● **Work task 1**:
Retype the portion of the forum post on Lee-Enfield rifles starting with "You're a student, so" and going on through "at that, too.".
● **Work task 2**:
According to the forum post on Lee-Enfield rifles, under what price can decent old Lee-Enfields fit for restoration still be found?
● **Work task 3**:
Proceed with the forum post on Lee-Enfield rifles from where it stops.

● **Text segment**:
Nil desperandum: do not despair.
Robert0288, there are lots and lots of Bubba's ex-girls around, crying desperately in the various corners and nooks and crannies for someone to buy them, take them home, love them, dress them up and take the out on the town. You can ask Buffdog; I likely have more junk than half the guys here. (Problem is that they have more nice ones than I have! LOL!)
Thing is, it doesn't have to cost a fortune to get started. There are still decent old Lee-Enfields on the go for under a hundred bucks, ones fit for restoration. There are people with parts. There WILL be wood, or so we are told (I need a truckload). The really neat part is that if you hang around in a joint like this, you get to know some really neat people and a lot of them REALLY knows their onions. You can LEARN a LOT here on CGN and I don't think ANYONE here minds if you ask questions.
You're a student, so likely you are out of school right now and working. What you do is each of the next 3 weeks, the weeks of this month, put a $20 and a $5 bill, one of each, into the one book that you will always remember: your Bible. At the end of July, you take all of this out and you have $100. Get on here, or check out your local sporting-goods shop or gun shop and see what they have in the back room in the line of sportered Lee-Enfields. Pick out one that strikes your fancy and has a decent bore, take her home and you are now in the business of being a preserver of your country's heritage. On top of that, you'll be able to go to the range whenever you want to. Learn about handloading, too; it's the cheapest possible way to get GOOD ammo for your shooting and you learn a lot at that, too.
And the most important thing of all is that you'll learn something really important: being a REAL Historian of the hands-on variety is a lot of fun.
And welcome to the club!

● **Dataset**:
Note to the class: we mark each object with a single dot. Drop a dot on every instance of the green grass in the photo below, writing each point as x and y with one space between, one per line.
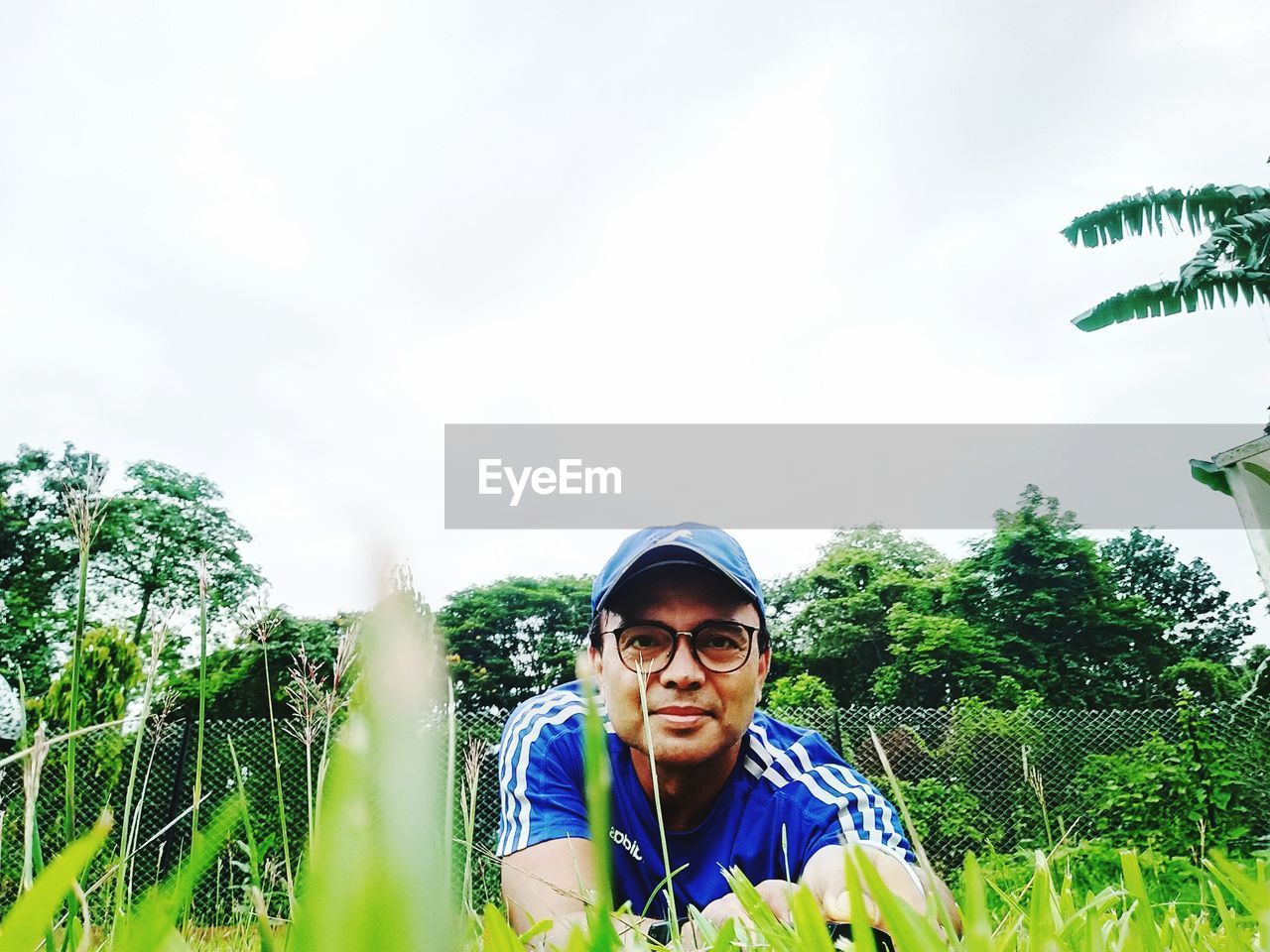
377 876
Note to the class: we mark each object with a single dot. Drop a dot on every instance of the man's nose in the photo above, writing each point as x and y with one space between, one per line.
684 667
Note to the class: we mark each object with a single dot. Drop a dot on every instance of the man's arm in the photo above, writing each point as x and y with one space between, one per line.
826 876
549 881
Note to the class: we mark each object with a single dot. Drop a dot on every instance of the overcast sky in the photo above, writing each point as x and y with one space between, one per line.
285 244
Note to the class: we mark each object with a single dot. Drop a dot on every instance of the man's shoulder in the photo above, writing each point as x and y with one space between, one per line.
797 761
547 717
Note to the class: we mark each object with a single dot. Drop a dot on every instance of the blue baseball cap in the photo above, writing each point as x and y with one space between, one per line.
686 543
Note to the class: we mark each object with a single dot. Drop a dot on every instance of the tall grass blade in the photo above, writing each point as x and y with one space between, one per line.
910 929
1143 915
974 914
375 878
28 921
594 752
810 923
202 688
151 925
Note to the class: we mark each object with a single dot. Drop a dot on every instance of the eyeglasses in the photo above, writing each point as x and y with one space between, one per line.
719 647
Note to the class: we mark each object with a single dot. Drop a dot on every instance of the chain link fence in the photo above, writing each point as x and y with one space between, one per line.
971 777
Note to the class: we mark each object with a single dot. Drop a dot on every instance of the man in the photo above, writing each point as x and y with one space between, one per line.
680 610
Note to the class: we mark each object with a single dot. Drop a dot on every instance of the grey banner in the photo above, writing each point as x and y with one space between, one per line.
807 476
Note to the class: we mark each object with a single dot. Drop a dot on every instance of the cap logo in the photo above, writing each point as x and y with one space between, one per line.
674 536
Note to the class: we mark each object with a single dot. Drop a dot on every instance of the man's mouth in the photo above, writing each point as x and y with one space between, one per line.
681 715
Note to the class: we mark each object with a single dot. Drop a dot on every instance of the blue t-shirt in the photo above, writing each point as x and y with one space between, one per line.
788 796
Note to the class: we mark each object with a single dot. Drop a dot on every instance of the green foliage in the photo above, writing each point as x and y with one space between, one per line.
236 683
154 535
948 815
1232 264
802 690
1206 680
513 639
1199 619
109 671
1171 796
1044 594
833 617
937 658
39 557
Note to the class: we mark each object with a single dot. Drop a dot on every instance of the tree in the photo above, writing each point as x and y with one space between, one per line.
236 680
1199 617
37 558
109 671
938 658
515 638
799 690
1230 264
832 619
154 534
1048 601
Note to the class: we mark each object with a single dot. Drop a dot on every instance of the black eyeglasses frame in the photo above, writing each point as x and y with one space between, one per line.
752 631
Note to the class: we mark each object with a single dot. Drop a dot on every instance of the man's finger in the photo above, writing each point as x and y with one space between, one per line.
837 907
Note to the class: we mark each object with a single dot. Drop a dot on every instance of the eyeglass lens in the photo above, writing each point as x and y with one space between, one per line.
720 647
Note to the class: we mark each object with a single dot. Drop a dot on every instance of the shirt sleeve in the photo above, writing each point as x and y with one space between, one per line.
842 806
540 774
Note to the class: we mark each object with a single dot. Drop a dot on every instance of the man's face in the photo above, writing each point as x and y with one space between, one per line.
697 715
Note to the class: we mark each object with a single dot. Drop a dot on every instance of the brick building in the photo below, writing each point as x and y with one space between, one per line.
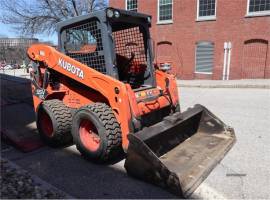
209 39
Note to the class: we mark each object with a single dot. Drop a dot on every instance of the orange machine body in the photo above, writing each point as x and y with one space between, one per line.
80 85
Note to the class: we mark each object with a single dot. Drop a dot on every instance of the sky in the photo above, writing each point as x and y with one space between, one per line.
8 31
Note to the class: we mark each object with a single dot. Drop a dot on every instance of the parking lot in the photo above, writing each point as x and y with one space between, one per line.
244 172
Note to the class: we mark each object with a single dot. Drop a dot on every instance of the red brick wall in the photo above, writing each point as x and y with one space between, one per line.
230 25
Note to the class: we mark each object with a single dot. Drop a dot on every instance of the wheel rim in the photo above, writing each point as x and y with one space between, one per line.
46 124
89 135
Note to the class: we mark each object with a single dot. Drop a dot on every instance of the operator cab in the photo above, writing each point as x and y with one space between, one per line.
114 42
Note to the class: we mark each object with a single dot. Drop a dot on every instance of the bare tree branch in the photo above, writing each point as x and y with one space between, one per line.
41 16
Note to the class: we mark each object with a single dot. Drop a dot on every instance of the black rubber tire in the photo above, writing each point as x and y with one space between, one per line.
102 117
61 119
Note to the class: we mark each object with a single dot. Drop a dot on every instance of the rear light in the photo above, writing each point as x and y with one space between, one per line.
165 67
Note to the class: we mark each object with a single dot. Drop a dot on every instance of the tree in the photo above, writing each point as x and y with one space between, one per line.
41 16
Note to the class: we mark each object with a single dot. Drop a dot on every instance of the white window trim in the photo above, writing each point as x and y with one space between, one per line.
206 18
256 13
170 21
126 6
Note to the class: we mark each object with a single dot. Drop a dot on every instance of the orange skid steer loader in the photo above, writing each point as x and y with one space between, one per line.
101 91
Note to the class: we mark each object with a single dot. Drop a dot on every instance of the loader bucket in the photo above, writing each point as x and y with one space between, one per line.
179 152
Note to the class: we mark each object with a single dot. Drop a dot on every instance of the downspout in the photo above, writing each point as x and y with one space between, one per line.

● **Expected output 1**:
You're a student, so likely you are out of school right now and working. What you do is each of the next 3 weeks, the weeks of this month, put a $20 and a $5 bill, one of each, into the one book that you will always remember: your Bible. At the end of July, you take all of this out and you have $100. Get on here, or check out your local sporting-goods shop or gun shop and see what they have in the back room in the line of sportered Lee-Enfields. Pick out one that strikes your fancy and has a decent bore, take her home and you are now in the business of being a preserver of your country's heritage. On top of that, you'll be able to go to the range whenever you want to. Learn about handloading, too; it's the cheapest possible way to get GOOD ammo for your shooting and you learn a lot at that, too.

● **Expected output 2**:
Under a hundred dollars.

● **Expected output 3**:
That said, it must be pointed out that Buffdog, having lived in Ontario during those years, was uncommonly blessed in some ways. The wages he describes continued, out here on the Prairies, for a decade afterwards. When I started fulltime work outside of a family-owned business (1962) the minimum wage (all that most people got) was 70 cents an hour for a job that you had to turn up for at 5 in the morning. That's $28 a week, gross pay, and from that you had to deduct income taxes (2 kinds, federal and provincial), Unemployment Insurance and medical. That left you about $21 a week for all your work and that $10.66 Number 4 in the hardware store set you back better than half a week's pay. And you still had to have a place to live and you had to eat. Good thing coffee was a dime and you could get a Nip, Chips and Salad for 45 cents. You paid with a green piece of paper and your change didn't go 'klunk' when it hit the counter: 80% silver. A skilled and VERY good Carpenter generally got $1 an hour or less; his helper was lucky to make 75 cents. And fuel, even though the West is where it ALL came from, always cost more out here than it did in Central Canada; they had 29-cent-a-gallon gasoline for years while we drilled for it, pumped it out, refined it and paid 41.9 a gallon.
Just for perspective.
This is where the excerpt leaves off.